[Qué se pide]
**a)** Reproduzca literalmente el fragmento del texto sobre la fiebre de cabaña que comienza en "Entre los físicos" y termina en "de productos frescos.".
**b)** Enumere las causas que, según el texto sobre la fiebre de cabaña, propiciaban el deterioro de los ojos.

[Texto de lectura]
CABIN
FEVER
Cabin
fever (fiebre de cabaña) es una expresión bien conocida
en inglés y muy usada en los relatos de literatura de viajes o aventuras como
las expediciones árticas o la fiebre del oro en Alaska. El confinamiento en las
cabañas producía en los hombres síntomas físicos y psíquicos, a veces graves.
Entre los físicos estaba el deterioro de los ojos, propiciado por las largas
horas de oscuridad en los interiores de las cabañas, la poca o nula ventilación,
dadas las inclementes temperaturas exteriores, y el humo de la combustión de
las estufas de leña. Ello producía lesiones oculares, a veces, muy severas. La
falta de ejercicio y de luz exterior provocaba atonía muscular, agravada por
una alimentación deficiente, escasa de productos frescos.

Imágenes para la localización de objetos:
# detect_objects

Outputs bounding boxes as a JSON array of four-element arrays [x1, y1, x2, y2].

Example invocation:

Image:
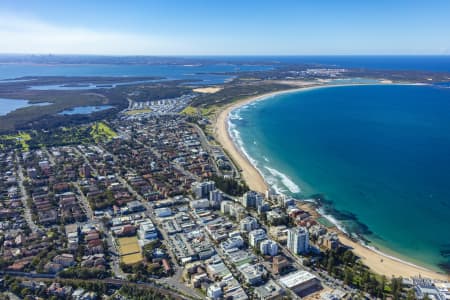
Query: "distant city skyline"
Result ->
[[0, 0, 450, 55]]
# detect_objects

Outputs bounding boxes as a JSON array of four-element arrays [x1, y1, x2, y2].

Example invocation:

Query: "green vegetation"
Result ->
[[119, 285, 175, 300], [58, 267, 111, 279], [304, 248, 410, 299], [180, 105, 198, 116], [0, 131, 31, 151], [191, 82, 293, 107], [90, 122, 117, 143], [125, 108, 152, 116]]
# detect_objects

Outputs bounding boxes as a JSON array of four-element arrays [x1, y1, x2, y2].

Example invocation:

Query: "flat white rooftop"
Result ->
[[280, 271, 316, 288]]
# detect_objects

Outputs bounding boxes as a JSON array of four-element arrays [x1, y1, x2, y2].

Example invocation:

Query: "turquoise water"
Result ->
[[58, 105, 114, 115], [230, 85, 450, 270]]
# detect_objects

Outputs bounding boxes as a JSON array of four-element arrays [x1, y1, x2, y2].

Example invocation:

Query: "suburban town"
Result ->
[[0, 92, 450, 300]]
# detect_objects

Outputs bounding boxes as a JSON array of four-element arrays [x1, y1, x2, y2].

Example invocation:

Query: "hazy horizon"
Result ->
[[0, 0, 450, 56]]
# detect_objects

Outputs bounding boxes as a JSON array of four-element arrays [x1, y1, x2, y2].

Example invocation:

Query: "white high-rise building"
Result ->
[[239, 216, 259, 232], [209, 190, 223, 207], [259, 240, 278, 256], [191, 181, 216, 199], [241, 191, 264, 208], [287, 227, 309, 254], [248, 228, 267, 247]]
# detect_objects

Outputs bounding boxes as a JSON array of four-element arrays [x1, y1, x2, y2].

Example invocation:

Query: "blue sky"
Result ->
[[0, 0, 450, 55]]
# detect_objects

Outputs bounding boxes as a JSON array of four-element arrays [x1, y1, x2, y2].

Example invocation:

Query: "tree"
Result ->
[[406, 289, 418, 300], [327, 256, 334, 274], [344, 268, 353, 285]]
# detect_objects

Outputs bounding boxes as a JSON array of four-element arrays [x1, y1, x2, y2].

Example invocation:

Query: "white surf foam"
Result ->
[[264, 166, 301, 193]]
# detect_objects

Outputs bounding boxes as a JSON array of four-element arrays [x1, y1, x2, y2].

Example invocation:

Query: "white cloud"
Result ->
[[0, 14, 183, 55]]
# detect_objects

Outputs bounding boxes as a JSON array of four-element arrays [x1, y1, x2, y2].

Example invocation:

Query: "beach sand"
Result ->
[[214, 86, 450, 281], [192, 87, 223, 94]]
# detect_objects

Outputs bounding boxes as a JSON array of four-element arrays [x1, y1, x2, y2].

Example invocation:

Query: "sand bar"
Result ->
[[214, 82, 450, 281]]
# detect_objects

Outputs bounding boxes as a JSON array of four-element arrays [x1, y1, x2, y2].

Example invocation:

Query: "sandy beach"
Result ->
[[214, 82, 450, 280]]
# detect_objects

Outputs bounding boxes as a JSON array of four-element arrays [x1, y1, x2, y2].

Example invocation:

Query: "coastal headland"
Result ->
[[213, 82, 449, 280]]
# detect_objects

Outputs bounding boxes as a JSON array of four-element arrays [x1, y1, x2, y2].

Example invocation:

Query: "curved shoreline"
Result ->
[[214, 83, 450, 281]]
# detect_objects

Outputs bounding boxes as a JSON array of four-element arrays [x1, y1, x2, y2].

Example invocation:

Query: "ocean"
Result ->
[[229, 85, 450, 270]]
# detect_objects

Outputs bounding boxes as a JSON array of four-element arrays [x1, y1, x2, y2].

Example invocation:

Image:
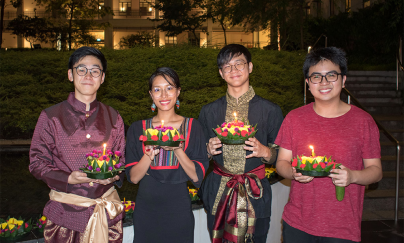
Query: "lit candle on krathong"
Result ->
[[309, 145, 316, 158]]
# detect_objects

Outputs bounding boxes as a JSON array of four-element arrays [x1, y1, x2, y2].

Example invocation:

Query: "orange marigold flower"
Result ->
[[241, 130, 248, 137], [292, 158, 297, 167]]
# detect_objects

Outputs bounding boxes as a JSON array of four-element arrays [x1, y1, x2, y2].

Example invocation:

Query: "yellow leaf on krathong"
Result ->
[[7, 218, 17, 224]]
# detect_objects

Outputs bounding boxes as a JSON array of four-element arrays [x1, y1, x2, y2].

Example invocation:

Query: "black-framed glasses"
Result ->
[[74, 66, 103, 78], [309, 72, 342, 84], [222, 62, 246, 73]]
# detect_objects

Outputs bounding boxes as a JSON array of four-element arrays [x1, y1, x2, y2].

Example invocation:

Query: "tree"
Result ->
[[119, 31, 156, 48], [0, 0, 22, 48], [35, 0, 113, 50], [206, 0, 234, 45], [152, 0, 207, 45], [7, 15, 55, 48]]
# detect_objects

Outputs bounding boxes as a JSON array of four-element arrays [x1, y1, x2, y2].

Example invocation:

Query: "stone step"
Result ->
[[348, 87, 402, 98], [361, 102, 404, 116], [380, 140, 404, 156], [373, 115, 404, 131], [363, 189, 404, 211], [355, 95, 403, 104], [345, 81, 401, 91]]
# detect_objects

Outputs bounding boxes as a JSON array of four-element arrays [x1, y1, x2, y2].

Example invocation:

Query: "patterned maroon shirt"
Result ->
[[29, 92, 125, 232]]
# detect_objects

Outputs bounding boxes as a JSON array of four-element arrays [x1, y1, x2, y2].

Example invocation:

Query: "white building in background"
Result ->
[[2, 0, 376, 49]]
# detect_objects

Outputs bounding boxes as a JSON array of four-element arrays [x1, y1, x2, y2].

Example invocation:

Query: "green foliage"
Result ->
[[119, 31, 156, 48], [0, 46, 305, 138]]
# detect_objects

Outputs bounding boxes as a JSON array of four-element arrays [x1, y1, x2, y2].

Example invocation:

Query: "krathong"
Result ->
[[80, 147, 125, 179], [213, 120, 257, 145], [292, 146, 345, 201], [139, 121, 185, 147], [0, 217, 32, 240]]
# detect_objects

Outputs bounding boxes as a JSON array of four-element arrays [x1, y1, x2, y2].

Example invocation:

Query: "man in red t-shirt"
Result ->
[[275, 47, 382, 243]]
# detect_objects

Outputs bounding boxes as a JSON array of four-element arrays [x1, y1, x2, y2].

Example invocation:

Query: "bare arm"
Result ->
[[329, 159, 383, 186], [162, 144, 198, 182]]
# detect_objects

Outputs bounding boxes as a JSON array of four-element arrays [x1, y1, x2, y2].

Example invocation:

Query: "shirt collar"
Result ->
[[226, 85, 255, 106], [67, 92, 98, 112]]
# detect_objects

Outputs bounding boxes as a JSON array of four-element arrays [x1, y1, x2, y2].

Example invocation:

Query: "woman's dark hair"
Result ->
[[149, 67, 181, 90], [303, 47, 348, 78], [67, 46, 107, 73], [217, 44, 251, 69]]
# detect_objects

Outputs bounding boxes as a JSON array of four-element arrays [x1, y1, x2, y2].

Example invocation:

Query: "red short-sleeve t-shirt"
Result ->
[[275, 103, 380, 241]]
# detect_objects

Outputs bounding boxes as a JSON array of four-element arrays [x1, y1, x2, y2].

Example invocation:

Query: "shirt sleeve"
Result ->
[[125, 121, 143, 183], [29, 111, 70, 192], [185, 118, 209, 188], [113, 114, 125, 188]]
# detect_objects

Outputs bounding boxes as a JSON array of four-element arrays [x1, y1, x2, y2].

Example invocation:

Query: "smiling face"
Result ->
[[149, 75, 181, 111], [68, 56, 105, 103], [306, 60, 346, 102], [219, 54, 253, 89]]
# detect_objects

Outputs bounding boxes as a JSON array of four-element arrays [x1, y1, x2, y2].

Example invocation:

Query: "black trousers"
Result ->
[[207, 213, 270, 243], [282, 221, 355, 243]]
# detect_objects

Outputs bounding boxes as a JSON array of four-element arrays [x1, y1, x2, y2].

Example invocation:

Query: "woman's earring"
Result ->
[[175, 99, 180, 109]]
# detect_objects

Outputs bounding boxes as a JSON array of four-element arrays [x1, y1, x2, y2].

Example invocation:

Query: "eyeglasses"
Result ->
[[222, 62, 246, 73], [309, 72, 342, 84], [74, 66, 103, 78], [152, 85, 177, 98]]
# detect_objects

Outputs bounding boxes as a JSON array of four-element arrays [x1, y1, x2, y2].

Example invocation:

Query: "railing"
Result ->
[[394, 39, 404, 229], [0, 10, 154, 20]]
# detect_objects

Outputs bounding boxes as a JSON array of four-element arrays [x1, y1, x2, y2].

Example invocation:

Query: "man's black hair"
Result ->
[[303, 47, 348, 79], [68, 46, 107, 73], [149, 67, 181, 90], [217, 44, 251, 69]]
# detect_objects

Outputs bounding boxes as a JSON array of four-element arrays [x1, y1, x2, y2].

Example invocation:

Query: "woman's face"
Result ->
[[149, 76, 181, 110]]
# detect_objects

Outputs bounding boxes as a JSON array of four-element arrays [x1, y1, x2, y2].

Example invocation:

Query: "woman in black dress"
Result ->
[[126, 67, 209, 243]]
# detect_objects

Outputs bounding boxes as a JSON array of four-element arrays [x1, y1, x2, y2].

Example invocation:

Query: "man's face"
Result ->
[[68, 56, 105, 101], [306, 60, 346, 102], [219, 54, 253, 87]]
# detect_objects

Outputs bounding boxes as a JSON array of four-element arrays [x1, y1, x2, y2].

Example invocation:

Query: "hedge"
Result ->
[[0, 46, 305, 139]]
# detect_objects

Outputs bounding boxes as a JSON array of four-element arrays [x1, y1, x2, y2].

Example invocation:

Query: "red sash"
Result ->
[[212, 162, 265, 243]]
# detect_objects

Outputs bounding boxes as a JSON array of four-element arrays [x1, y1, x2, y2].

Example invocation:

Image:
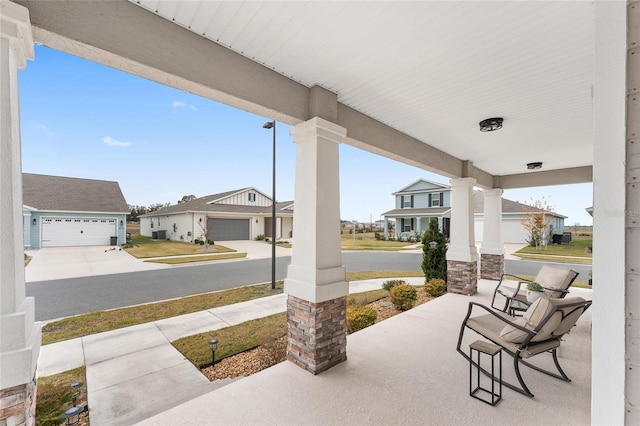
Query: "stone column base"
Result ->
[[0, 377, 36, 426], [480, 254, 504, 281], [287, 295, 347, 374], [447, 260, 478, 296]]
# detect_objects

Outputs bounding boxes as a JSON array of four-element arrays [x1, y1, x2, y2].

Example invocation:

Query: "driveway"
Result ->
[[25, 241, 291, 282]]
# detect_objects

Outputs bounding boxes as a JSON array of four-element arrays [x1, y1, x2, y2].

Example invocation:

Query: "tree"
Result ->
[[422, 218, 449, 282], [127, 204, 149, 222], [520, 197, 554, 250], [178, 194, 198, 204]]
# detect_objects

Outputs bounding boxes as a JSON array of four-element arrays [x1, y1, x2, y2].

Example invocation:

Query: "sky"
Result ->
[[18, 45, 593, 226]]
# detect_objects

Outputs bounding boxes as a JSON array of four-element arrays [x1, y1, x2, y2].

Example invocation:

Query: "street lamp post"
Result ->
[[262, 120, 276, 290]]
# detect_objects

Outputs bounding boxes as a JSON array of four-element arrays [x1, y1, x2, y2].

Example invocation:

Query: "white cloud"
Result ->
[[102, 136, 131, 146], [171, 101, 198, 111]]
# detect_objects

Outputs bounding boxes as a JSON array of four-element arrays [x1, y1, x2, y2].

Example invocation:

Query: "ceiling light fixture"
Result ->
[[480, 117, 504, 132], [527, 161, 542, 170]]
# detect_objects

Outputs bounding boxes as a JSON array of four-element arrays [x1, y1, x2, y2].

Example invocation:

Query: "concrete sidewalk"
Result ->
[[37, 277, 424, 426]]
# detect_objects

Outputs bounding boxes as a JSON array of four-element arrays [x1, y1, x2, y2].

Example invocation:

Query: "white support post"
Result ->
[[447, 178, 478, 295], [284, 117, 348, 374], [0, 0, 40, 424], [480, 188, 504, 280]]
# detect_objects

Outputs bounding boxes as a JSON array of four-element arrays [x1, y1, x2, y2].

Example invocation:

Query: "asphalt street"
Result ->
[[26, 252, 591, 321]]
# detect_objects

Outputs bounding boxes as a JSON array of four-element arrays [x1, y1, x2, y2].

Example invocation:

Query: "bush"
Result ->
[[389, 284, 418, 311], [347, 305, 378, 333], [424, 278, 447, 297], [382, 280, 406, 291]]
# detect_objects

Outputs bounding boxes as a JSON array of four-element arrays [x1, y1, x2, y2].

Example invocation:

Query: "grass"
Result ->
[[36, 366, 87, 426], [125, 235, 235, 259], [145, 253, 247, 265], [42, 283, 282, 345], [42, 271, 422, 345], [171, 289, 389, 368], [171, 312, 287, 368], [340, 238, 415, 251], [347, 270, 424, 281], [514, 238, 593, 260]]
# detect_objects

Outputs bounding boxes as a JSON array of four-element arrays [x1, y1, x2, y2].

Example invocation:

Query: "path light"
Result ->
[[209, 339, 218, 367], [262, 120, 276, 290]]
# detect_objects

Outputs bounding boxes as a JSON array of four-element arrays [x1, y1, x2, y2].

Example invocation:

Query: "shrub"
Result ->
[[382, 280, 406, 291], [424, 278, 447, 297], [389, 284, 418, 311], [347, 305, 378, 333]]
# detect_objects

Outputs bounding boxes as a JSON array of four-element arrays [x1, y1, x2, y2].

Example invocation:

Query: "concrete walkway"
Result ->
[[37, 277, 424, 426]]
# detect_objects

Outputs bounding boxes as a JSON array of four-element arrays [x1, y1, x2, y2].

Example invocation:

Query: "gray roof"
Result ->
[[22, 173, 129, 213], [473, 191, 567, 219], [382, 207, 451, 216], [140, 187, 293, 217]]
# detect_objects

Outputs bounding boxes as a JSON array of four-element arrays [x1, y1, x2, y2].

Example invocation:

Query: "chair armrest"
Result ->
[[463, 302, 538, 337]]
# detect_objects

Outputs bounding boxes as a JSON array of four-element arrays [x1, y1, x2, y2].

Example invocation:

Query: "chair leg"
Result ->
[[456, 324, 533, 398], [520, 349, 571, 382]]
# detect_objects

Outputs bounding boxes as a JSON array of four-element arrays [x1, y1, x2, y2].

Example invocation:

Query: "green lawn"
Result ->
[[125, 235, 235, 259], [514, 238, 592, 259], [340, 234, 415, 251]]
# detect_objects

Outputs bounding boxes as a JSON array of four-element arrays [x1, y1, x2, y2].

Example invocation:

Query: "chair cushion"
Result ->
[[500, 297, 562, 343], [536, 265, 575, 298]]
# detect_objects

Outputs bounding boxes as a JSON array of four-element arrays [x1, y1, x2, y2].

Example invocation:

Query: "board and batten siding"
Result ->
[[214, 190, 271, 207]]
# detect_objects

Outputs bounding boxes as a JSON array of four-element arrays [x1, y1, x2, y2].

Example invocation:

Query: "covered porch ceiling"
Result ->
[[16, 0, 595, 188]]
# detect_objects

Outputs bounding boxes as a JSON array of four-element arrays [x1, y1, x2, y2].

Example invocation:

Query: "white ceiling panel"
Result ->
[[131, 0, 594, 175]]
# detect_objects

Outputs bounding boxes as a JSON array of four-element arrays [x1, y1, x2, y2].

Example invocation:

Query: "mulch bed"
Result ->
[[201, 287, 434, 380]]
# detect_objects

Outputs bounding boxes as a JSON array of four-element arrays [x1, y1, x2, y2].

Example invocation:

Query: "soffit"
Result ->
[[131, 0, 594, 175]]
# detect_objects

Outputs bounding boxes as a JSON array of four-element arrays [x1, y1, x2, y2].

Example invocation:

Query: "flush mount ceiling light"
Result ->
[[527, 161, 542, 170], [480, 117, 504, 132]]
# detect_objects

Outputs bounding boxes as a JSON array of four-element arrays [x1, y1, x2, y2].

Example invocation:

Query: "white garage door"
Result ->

[Soluciones del ejercicio]
**a)**
Entre los físicos estaba el deterioro de los ojos, propiciado por las largas
horas de oscuridad en los interiores de las cabañas, la poca o nula ventilación,
dadas las inclementes temperaturas exteriores, y el humo de la combustión de
las estufas de leña. Ello producía lesiones oculares, a veces, muy severas. La
falta de ejercicio y de luz exterior provocaba atonía muscular, agravada por
una alimentación deficiente, escasa de productos frescos.

**b)**
- Las largas horas de oscuridad en los interiores de las cabañas
- La poca o nula ventilación
- El humo de la combustión de las estufas de leña